== RECORDS SUPPLIED ==
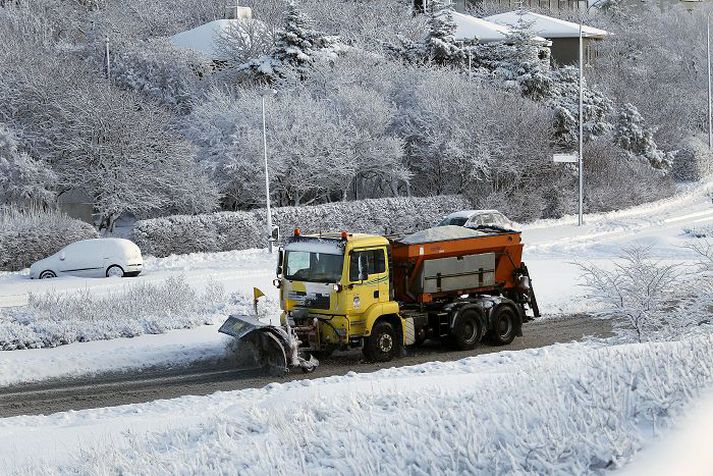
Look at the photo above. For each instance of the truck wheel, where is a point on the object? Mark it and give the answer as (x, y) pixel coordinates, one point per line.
(504, 321)
(466, 331)
(381, 345)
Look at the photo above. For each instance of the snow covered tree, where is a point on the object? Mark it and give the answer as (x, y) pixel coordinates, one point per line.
(161, 71)
(564, 99)
(632, 135)
(440, 42)
(519, 61)
(23, 180)
(297, 48)
(639, 291)
(438, 46)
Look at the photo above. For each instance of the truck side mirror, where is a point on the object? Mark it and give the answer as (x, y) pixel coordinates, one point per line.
(363, 264)
(280, 255)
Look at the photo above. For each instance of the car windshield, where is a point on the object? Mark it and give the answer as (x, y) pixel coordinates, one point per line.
(458, 221)
(313, 266)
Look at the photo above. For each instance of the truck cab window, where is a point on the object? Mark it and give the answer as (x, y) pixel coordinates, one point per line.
(375, 259)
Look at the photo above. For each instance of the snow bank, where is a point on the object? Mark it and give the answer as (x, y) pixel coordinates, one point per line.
(54, 319)
(223, 231)
(566, 409)
(28, 236)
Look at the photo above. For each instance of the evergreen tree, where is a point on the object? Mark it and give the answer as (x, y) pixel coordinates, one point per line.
(297, 48)
(520, 60)
(632, 135)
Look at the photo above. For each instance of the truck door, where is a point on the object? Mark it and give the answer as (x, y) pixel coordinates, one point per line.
(373, 289)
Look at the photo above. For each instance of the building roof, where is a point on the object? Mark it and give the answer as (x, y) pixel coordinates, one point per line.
(469, 27)
(548, 27)
(205, 39)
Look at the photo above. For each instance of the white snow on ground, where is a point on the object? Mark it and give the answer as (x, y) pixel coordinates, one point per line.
(567, 409)
(686, 450)
(551, 249)
(175, 348)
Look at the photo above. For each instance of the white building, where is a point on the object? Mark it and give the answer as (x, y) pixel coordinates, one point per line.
(563, 34)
===
EXERCISE BRIEF: Please write the data out again exactly, but do not carry over the pictures.

RESPONSE TO THE TASK:
Look at the photo above. For each instance of the truck wheel, where is a point on the object? Mark it and give the answer as (x, y) pixel coordinates, one point per line.
(504, 321)
(466, 331)
(381, 345)
Look at the photo above. For each instance of the snow covered tree, where is a point on the object? Mark it and give the answer as (x, y) pixel coordinates, one point per line.
(161, 71)
(564, 99)
(632, 135)
(440, 42)
(519, 61)
(23, 180)
(297, 48)
(639, 291)
(438, 46)
Look at the photo above. For each instance of the truck side mirror, where is a point on the object? Mark it and give the answer as (x, y) pixel coordinates, one point per line.
(363, 264)
(280, 255)
Look at the photo above. For each instance of the car windshield, where is a point on the object? Mark it and give the answer as (x, y) pixel coordinates, one point per line.
(458, 221)
(313, 266)
Look at the photo above. For each instance of the truck cab window, where is a point on the object? Mark it and give the answer as (x, y) pixel coordinates, one point per line.
(375, 259)
Look at the photo above. For each instance of the snow bank, where is a point on the object? Mark it and give the answer as (x, y) pixel coordinates, one point per line.
(54, 319)
(223, 231)
(566, 409)
(28, 236)
Look at the photo above. For each instance of the evergreen tree, where is a point on the object? Mark it and give the answer as (x, y) pixel coordinates, one point per line.
(297, 48)
(520, 60)
(632, 135)
Look at the photo above. For each instance of the truck door, where is a point on the object? Mark it and give the answer as (x, y) pixel coordinates, one point per line.
(373, 289)
Look at the photo above. For each instance of the building roof, where is a point on the object? Mark it and give the answer as (x, y) pixel coordinates, one point per line.
(469, 27)
(548, 27)
(205, 39)
Look at the photo above. For each instance of the white snow on ground, where is a point on the object? Mark it and give the answer as (x, y) pixel coordinates, one point per line.
(567, 409)
(686, 450)
(551, 249)
(175, 348)
Look at the photo above. For each instance of the white building, where is a point on the object? Mark it and give the answer as (x, y) pixel coordinates, one point per line.
(563, 34)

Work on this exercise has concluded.